Things to do
(a) In the article about the ERC Starting Grants, what is the name of Kelly Swarts's funded project?
(b) Write the next part of the article about the ERC Starting Grants, picking up after its final sentence.

Exercise passage
ERC Starting Grants for Joanna Jachowicz and Kelly Swarts
Kelly Swarts, group leader at the Gregor Mendel Institute and the Max Perutz Labs, received a Starting Grant from the European Research Council (ERC) for her project “Tree Ring Genomics”. This grant will fund the Swarts lab to investigate the adaptive responses of forest trees to climate change.
Understanding how an organism might respond to changing climate requires observing the organism across different environments. Ecologically dominant tree species serve as a major carbon sink to buffer the effects of climate change. However, trees have long generation times that limit the number of individuals that can be assessed through traditional agronomic approaches and our ability to study responses to climate change. Luckily, temperate trees record their history of growth in their trunk as tree rings, which are formed when growth pauses over the cold winter months. Annual growth measurements in conjunction with historical environmental data from weather stations, satellites, and historical records allow the Swarts Lab to observe how a given tree responds to the diverse environments it experiences over its lifespan.

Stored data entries
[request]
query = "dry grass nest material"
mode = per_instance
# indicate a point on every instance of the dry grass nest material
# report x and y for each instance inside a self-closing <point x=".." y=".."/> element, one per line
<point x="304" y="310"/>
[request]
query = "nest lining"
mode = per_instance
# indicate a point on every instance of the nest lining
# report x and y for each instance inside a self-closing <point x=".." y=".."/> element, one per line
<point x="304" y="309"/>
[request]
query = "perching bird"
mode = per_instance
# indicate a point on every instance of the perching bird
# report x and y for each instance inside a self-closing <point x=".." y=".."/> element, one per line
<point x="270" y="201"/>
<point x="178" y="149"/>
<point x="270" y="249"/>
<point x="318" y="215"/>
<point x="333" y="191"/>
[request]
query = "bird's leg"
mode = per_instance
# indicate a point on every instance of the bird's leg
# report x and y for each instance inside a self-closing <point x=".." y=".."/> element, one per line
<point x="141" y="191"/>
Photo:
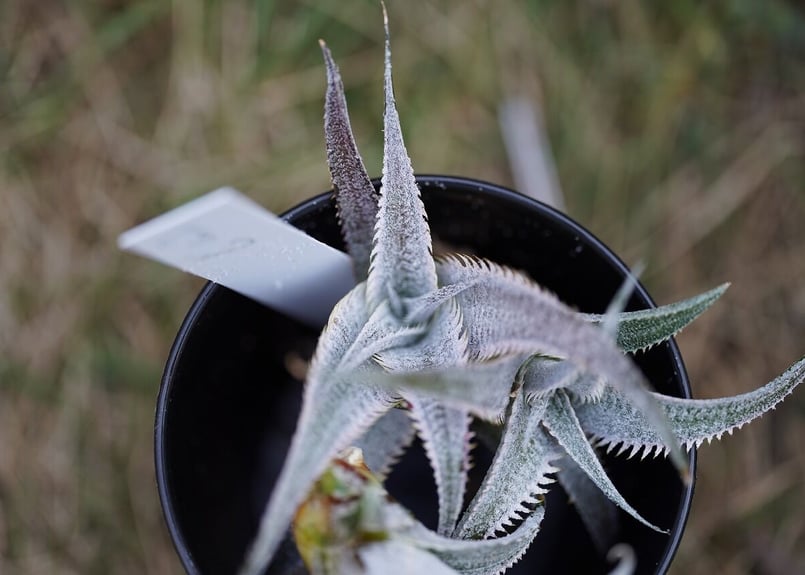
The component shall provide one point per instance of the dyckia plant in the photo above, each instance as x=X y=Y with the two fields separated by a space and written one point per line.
x=424 y=345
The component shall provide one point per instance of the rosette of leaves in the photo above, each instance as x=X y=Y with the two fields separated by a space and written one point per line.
x=424 y=345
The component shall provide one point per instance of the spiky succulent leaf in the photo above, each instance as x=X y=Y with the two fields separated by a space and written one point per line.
x=445 y=434
x=402 y=262
x=348 y=515
x=482 y=388
x=506 y=313
x=355 y=195
x=519 y=470
x=396 y=557
x=597 y=512
x=442 y=346
x=387 y=439
x=639 y=330
x=484 y=557
x=561 y=422
x=544 y=375
x=614 y=422
x=337 y=408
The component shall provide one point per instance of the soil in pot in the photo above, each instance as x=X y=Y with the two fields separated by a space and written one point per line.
x=232 y=389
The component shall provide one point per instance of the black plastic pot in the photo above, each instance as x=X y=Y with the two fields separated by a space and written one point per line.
x=228 y=402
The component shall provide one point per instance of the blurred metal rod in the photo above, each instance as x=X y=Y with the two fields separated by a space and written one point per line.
x=529 y=152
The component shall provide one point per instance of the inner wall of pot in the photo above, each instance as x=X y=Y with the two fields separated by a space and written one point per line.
x=232 y=389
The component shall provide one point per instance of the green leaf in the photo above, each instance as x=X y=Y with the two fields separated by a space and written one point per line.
x=356 y=200
x=402 y=262
x=482 y=388
x=396 y=557
x=485 y=557
x=614 y=422
x=640 y=330
x=387 y=439
x=506 y=313
x=597 y=512
x=561 y=422
x=519 y=469
x=337 y=408
x=445 y=434
x=442 y=346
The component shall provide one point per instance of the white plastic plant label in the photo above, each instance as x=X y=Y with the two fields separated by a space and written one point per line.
x=227 y=238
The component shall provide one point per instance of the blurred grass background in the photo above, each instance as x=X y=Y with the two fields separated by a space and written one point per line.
x=677 y=130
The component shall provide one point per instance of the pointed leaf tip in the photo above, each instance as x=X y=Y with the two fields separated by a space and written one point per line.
x=356 y=200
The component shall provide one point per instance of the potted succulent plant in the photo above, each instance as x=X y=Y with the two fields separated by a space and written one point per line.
x=457 y=344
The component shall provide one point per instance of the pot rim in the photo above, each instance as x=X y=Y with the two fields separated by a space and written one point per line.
x=318 y=202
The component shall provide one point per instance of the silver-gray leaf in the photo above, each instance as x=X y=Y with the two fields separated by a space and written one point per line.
x=356 y=200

Answers to the exercise
(a) "Tree Ring Genomics"

(b)
The ERC Starting Grant will allow the Swarts lab to integrate environmental responses with genetic variation in the Norway Spruce (Picea abies) and identify the genetics underlying adaptive traits. In addition, this approach will allow them to identify trees better adapted to different environments. Ultimately, the insights obtained by the Swarts lab will be able to inform reforestation decisions, so that following fire or disease, more adapted individuals can be planted to ensure healthy future forests.
Joanna Jachowicz, group leader at IMBA since July 2022, received a Starting Grant from the European Research Council (ERC) to study the role of the “dark” genome in early cell fate decisions. The Jachowicz lab will now benefit from European funds over the next five years to dissect the role of the “dark” genome in regulating cell fate decisions during the earliest developmental stages. The work could find applications in improving reproductive medicine and stem cell research.
The “dark” parts of the genome – including transposons, repeats, and long non-coding RNAs – have been recently implicated in regulating the 3D genome architecture and gene expression. However, their role in early developmental transitions remains unclear. In the project supported by the ERC Starting Grant, Joanna Jachowicz will be able to study the role of the dark genome in regulating early mammalian development. Possible applications of this work include a better understanding of reproductive medicine and advances in the field of stem cell research.
Read the full story on the IMBA website.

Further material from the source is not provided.